### Task input
'''

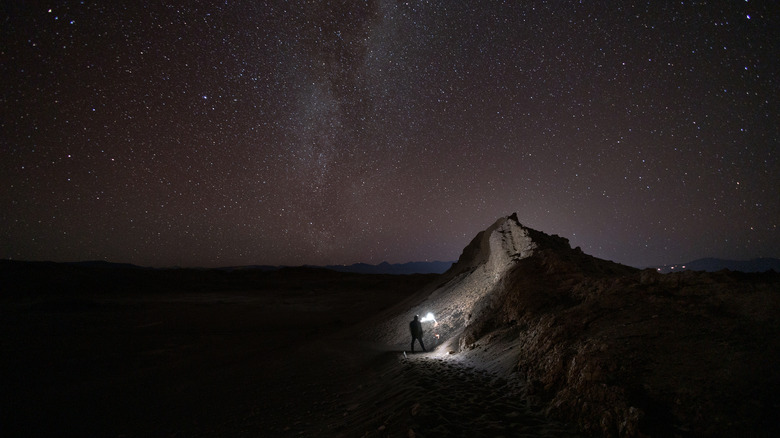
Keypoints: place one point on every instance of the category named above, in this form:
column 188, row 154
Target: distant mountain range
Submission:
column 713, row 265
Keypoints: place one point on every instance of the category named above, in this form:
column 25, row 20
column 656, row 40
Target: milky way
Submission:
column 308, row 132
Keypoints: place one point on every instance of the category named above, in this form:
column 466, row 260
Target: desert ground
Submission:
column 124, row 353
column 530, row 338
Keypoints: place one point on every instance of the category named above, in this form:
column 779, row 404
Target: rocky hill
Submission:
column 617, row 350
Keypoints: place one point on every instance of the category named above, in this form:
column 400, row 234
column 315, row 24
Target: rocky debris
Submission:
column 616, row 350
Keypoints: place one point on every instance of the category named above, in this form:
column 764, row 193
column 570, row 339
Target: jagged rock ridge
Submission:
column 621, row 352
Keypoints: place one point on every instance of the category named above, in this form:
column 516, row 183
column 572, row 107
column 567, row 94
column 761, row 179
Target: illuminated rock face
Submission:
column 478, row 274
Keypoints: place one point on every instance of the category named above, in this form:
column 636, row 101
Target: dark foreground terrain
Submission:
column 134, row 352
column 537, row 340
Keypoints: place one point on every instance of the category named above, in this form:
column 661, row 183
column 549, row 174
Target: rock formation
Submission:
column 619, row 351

'''
'''

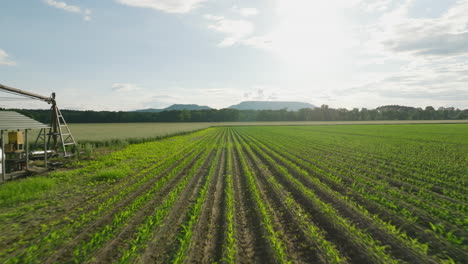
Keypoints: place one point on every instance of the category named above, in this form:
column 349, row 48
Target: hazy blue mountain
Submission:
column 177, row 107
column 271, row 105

'''
'''

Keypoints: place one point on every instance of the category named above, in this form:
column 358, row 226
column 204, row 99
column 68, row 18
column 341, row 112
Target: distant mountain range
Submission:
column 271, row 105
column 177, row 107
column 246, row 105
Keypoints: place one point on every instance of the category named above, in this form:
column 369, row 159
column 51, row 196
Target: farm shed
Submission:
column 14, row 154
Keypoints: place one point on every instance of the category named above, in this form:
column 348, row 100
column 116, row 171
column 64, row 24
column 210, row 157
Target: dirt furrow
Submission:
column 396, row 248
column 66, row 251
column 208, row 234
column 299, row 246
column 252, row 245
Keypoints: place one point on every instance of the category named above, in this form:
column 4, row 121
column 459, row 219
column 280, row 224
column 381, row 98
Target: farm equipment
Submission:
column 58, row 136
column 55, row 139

'''

### To be done
Pull from the listing above each line that contains the string "farm". Uppercase and lowercase letters count as different.

### Reply
Target: farm shed
Target: farm equipment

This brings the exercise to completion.